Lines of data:
—————

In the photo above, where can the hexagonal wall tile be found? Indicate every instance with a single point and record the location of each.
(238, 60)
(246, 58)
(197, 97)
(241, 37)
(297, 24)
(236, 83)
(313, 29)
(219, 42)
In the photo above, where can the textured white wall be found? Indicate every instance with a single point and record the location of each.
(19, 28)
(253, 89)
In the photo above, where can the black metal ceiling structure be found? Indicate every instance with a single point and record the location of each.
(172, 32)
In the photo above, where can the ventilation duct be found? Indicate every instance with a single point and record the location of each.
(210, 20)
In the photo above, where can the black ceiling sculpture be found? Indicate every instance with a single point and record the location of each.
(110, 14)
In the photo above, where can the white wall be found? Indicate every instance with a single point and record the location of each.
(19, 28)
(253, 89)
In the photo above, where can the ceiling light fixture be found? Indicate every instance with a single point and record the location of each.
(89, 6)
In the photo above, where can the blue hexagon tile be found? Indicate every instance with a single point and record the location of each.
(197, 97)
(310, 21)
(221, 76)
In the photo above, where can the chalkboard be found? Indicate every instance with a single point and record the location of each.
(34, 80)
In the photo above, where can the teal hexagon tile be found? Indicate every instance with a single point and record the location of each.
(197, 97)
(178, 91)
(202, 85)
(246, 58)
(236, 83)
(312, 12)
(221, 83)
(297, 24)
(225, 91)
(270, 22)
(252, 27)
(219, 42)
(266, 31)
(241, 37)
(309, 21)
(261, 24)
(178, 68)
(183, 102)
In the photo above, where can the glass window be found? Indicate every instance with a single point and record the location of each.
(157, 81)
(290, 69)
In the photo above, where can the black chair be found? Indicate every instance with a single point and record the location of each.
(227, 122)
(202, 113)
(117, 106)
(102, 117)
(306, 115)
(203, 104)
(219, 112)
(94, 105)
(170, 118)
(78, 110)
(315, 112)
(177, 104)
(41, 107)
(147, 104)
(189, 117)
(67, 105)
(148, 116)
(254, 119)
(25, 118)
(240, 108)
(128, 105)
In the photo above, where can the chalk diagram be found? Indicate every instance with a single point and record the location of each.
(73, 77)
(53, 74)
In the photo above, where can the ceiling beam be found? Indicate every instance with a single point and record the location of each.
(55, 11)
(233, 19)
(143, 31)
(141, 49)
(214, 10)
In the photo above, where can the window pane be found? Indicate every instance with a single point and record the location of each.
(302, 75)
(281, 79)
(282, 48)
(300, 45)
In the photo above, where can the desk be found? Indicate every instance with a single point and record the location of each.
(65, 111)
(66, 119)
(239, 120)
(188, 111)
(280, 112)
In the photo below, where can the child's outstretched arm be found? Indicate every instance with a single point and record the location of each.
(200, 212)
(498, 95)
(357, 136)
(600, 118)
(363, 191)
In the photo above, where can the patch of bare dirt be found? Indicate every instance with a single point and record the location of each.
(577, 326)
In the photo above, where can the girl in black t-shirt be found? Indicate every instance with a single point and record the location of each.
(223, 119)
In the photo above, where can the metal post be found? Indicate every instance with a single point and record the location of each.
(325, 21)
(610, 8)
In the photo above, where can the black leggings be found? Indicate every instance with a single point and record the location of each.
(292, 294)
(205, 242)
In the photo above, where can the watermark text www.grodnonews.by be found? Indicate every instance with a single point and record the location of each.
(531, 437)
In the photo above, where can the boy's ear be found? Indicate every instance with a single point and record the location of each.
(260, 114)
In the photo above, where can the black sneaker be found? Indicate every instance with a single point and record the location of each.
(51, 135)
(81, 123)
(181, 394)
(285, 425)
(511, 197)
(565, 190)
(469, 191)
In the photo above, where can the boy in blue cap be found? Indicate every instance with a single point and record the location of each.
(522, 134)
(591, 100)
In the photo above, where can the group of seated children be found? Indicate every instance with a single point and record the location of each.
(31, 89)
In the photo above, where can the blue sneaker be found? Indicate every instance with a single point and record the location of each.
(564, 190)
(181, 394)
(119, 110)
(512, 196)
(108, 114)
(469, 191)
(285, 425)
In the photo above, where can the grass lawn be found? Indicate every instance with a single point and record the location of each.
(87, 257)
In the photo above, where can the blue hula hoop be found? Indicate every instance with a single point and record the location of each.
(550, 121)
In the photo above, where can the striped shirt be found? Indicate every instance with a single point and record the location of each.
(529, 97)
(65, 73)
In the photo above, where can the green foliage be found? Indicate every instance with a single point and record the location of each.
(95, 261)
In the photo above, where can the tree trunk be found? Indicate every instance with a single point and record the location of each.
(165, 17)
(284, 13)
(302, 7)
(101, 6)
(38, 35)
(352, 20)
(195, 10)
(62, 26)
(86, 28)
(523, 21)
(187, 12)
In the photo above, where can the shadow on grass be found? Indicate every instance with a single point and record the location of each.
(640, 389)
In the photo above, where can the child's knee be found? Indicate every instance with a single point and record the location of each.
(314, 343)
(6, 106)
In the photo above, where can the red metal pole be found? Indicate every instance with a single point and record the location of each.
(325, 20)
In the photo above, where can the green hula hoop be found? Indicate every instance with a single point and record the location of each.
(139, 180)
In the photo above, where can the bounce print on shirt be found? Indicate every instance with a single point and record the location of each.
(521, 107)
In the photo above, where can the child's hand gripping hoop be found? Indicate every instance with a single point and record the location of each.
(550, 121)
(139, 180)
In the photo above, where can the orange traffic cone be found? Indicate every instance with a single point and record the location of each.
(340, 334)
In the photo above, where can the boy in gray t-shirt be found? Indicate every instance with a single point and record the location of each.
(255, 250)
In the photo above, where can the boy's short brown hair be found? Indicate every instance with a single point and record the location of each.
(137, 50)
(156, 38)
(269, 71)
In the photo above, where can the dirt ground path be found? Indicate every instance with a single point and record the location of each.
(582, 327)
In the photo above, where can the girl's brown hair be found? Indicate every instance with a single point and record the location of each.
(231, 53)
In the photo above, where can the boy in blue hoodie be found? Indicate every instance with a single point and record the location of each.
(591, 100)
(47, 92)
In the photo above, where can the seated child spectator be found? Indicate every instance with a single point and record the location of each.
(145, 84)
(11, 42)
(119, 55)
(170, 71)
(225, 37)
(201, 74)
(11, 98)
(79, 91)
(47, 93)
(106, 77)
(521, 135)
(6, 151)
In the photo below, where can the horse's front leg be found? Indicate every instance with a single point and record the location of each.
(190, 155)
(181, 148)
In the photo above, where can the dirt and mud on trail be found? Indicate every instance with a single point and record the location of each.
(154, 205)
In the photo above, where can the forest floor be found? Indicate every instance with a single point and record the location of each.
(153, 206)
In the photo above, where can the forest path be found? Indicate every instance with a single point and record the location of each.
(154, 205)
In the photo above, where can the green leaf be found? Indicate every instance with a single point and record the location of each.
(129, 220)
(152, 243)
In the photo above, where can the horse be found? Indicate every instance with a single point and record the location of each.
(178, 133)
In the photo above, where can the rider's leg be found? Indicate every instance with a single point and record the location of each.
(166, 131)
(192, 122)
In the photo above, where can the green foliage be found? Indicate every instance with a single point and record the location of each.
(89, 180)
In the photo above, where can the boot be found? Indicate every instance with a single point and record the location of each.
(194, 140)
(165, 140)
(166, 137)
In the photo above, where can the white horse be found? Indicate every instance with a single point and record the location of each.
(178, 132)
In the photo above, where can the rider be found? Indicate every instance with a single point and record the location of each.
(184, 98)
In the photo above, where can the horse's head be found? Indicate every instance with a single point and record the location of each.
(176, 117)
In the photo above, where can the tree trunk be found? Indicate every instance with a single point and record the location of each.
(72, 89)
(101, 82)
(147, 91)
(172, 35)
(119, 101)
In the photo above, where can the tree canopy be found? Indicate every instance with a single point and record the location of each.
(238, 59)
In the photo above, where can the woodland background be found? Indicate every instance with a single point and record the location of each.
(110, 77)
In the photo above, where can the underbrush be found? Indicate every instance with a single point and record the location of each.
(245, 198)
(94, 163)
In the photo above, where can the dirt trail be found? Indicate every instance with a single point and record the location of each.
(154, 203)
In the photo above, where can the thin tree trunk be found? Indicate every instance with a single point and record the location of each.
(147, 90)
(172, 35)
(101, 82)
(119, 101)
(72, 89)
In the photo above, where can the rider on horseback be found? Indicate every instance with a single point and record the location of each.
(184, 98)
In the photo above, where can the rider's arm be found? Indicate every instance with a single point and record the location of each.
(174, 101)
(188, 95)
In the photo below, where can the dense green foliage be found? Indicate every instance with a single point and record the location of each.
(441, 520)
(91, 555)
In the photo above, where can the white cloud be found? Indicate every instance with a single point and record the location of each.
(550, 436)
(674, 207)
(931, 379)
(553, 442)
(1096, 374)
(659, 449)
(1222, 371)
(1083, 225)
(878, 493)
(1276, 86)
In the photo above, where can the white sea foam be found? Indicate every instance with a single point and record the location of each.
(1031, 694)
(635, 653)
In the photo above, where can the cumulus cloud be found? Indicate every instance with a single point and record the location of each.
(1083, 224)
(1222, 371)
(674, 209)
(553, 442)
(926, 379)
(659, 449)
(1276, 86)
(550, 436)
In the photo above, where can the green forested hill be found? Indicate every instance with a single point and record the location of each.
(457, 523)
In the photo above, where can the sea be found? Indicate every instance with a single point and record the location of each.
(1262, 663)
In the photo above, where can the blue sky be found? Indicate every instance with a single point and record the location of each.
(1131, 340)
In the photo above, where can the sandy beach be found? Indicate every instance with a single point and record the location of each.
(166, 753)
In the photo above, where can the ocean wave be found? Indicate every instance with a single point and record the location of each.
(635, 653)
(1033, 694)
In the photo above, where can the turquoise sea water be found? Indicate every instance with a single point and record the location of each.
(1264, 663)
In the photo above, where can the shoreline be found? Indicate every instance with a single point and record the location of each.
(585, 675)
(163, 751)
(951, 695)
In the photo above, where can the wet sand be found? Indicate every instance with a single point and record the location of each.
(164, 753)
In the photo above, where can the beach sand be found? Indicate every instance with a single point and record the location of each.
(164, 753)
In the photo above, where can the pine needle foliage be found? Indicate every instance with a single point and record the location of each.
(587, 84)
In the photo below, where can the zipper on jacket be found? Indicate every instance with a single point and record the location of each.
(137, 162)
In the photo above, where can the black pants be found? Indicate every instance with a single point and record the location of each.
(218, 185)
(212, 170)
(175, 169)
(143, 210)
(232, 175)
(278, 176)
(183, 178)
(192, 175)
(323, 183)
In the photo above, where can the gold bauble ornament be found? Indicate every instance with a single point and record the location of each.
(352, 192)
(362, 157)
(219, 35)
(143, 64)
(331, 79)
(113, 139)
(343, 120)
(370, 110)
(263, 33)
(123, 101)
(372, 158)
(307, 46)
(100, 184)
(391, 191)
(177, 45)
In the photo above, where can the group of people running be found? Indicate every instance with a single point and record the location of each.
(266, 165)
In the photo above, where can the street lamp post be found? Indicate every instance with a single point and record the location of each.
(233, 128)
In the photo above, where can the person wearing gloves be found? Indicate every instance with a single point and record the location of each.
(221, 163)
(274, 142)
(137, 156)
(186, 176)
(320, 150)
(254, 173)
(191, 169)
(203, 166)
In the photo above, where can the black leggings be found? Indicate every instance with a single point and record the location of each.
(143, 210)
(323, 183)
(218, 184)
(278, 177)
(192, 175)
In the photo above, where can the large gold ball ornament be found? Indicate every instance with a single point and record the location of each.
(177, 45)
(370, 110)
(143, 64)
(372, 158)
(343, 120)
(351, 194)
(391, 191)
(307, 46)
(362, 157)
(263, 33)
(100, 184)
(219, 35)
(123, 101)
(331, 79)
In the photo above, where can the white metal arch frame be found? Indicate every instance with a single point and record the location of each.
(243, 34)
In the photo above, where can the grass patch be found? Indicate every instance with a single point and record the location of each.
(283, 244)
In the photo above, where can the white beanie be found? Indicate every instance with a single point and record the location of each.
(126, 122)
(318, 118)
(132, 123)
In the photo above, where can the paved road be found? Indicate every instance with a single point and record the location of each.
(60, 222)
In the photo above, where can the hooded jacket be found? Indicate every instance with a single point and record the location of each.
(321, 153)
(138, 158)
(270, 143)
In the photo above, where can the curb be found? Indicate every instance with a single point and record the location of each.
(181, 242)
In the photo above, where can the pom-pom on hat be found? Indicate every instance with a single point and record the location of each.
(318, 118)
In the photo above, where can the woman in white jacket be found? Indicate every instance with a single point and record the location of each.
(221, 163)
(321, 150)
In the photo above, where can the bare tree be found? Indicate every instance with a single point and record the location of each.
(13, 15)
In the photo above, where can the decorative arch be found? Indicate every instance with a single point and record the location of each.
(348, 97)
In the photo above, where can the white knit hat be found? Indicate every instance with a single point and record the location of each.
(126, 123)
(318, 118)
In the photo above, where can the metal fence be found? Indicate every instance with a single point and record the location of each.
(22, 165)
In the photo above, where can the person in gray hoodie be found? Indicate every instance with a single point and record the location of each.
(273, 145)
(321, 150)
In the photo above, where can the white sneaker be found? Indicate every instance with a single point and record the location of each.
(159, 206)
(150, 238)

—————

§ **INSTRUCTION**: All lines from the one with "In the photo above, where can the woman" through the final line above are to be quoted exactly; quote no other line.

§ **SOLUTION FOR THIS TASK**:
In the photo above, where can the woman in white jacket be found? Indicate every instance with a single point and record the location of each.
(221, 163)
(321, 150)
In the photo above, where can the bare tree be found? Indicate every instance with a single point and record the location of each.
(13, 15)
In the photo above, where can the decorative arch be found? Indicate every instance with a single point and record the location of each.
(348, 97)
In the photo above, where can the white knit hat be found? Indicate every instance with a single point and record the location of each.
(126, 123)
(318, 118)
In the photo above, where can the metal fence be found? Indicate every instance with a single point and record the location of each.
(22, 165)
In the photo above, where can the person in gray hoodie be found? Indicate every instance with a single point and record the location of each.
(273, 145)
(321, 150)
In the photo above, where can the white sneaker be found? Indicate every instance with a single point and record the location of each.
(159, 206)
(150, 238)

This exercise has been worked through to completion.